(Stored dataset items)
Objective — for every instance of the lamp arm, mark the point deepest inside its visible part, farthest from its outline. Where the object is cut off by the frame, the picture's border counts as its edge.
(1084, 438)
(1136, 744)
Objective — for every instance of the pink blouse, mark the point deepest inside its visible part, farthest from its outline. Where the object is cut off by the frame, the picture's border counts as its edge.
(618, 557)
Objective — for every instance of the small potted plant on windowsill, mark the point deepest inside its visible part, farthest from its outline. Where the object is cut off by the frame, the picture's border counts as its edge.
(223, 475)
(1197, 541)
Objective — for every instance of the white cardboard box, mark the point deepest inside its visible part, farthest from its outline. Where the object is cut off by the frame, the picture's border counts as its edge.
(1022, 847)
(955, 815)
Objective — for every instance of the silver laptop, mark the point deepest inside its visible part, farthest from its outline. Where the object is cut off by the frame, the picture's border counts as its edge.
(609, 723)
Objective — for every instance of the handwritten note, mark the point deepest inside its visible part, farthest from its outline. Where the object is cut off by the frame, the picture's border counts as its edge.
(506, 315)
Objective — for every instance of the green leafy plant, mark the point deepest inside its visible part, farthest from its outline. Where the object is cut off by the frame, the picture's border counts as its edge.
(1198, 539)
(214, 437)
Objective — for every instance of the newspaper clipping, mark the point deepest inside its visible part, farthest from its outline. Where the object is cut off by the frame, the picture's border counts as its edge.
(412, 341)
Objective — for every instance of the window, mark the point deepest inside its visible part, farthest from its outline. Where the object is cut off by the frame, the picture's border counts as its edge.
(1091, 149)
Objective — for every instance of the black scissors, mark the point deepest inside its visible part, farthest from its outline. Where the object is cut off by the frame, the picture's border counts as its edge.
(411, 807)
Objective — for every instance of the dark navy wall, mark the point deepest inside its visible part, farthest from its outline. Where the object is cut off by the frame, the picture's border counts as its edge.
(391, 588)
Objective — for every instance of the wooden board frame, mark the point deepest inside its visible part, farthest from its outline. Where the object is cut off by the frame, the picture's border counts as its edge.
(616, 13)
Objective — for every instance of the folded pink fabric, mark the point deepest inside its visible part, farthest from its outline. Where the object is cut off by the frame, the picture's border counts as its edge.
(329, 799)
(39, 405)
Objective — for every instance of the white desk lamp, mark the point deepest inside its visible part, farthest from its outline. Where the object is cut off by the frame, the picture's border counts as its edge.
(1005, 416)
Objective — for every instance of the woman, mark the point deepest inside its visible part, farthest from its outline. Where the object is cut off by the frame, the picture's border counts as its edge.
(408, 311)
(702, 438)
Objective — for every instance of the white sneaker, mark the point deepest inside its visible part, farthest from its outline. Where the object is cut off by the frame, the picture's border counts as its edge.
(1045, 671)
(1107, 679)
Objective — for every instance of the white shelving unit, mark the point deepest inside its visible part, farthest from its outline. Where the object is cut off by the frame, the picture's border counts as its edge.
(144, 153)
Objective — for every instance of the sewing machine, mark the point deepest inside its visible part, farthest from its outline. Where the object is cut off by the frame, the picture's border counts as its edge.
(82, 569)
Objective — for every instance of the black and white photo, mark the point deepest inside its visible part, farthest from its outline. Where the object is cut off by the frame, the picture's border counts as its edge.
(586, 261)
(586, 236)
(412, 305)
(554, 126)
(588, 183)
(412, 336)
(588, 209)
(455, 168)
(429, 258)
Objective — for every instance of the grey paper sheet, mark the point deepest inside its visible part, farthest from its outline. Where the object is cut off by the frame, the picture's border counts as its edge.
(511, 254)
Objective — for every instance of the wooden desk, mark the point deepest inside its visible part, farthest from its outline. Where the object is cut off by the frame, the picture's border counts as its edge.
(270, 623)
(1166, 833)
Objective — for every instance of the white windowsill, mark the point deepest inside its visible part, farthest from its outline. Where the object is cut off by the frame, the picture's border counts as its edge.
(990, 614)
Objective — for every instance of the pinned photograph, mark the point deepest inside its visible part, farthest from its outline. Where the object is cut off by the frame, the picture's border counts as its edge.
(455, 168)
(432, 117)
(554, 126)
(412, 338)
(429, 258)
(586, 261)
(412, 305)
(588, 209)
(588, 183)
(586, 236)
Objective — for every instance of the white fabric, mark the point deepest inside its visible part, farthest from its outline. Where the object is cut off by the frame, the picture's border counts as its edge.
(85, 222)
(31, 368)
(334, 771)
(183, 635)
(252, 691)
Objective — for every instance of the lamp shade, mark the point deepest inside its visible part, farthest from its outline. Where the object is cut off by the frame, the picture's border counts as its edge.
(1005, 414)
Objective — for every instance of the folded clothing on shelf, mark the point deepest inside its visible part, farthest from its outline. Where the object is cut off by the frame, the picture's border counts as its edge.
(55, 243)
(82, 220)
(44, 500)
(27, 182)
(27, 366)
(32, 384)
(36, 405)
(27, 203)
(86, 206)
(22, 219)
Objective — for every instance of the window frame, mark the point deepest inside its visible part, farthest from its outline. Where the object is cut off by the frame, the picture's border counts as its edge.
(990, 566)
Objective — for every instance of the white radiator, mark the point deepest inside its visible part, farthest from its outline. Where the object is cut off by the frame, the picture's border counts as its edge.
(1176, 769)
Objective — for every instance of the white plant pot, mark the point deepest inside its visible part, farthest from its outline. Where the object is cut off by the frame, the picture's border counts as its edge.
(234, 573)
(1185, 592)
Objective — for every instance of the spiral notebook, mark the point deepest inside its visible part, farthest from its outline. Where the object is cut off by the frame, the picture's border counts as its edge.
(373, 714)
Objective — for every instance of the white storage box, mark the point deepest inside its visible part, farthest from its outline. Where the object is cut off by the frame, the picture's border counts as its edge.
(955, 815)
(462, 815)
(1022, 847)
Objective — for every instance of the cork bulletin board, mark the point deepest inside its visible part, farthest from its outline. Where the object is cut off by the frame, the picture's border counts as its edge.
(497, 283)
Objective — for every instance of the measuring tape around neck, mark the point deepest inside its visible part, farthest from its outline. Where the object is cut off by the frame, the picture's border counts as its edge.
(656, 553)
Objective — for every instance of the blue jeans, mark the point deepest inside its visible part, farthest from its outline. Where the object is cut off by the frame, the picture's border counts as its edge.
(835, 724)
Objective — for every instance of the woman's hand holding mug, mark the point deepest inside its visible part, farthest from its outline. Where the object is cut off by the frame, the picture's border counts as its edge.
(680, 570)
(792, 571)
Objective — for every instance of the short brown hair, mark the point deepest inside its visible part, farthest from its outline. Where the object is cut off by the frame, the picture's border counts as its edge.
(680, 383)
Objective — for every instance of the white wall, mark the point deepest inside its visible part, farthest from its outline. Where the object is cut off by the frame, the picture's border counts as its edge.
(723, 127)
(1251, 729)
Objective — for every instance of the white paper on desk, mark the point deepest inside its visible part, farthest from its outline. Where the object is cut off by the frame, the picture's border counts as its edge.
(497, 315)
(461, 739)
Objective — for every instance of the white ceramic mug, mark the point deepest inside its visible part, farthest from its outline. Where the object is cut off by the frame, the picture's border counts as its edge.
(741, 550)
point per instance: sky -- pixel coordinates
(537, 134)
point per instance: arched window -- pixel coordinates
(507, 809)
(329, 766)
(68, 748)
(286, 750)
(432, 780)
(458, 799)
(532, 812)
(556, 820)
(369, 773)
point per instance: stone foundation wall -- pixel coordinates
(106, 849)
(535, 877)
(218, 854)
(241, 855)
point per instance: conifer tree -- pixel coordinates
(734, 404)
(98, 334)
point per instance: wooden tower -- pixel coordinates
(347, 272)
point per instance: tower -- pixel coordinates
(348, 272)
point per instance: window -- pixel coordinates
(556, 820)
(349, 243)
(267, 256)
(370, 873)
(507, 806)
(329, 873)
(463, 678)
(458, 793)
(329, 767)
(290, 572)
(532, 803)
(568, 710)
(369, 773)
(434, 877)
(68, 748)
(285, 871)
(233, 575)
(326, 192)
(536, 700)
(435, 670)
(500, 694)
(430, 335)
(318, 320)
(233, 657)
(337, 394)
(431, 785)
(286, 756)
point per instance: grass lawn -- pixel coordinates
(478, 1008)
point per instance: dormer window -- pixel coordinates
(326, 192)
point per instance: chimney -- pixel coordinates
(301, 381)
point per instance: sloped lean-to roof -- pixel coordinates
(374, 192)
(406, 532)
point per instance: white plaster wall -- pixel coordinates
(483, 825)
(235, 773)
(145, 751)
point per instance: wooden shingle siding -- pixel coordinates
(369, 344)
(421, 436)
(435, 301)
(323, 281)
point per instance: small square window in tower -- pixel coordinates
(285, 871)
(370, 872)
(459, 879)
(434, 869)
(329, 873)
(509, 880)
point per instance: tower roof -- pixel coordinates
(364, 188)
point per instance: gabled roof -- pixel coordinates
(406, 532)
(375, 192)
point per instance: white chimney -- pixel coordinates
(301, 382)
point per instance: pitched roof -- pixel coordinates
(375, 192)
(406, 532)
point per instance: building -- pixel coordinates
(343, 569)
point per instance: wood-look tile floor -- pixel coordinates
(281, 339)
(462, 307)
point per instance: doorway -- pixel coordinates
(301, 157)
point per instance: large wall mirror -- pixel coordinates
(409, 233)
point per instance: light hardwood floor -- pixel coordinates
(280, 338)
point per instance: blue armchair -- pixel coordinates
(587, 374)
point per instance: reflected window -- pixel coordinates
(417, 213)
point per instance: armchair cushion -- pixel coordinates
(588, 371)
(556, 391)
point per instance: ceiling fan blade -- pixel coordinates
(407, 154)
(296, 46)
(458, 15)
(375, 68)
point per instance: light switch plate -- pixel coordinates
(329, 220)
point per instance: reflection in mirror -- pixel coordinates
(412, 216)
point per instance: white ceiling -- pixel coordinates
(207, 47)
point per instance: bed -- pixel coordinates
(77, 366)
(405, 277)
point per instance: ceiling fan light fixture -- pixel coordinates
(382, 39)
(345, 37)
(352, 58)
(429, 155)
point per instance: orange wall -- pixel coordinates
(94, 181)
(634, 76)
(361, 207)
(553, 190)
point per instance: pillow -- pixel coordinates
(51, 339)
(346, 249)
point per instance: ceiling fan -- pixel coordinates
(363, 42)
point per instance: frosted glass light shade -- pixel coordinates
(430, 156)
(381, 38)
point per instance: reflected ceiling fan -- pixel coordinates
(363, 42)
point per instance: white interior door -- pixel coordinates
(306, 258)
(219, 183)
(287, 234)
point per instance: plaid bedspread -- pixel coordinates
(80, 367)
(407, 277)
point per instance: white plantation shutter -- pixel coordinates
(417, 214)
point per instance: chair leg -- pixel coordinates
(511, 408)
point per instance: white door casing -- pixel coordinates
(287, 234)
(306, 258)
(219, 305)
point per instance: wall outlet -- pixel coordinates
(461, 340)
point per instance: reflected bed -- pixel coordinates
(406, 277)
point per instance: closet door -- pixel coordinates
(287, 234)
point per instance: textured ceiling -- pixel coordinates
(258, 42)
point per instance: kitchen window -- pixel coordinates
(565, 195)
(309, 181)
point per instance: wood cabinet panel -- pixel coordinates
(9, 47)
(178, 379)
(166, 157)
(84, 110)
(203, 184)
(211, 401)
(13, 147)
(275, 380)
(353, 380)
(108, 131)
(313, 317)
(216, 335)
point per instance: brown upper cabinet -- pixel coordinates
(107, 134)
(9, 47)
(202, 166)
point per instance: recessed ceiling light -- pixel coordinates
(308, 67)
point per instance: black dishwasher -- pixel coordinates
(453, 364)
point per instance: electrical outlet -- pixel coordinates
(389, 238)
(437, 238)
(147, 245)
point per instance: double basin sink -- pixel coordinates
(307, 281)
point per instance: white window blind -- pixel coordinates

=== Exercise objective ===
Everything from the line containing "point per instance: wall" through the last line of the records must be given again exactly; leave out all other lines.

=== Reply to the exercise ===
point per instance: wall outlet -- pixel coordinates
(461, 340)
point per instance: reflected bed -- pixel coordinates
(406, 277)
point per instance: closet door -- pixel coordinates
(287, 234)
point per instance: textured ceiling -- pixel coordinates
(258, 42)
point per instance: kitchen window -- pixel coordinates
(565, 195)
(309, 181)
point per instance: wood cabinet panel -- pixel coordinates
(9, 47)
(178, 379)
(166, 157)
(84, 110)
(203, 184)
(211, 401)
(13, 147)
(275, 380)
(353, 380)
(108, 131)
(313, 317)
(216, 335)
point per instance: brown upper cabinet -- pixel coordinates
(107, 134)
(9, 47)
(202, 166)
point per instance: recessed ceiling light -- pixel coordinates
(308, 67)
point per instance: black dishwasher -- pixel coordinates
(453, 364)
point per instance: electrical outlet -- pixel coordinates
(389, 238)
(437, 238)
(147, 245)
point per instance: double basin sink -- pixel coordinates
(307, 281)
point per instance: white window blind -- pixel coordinates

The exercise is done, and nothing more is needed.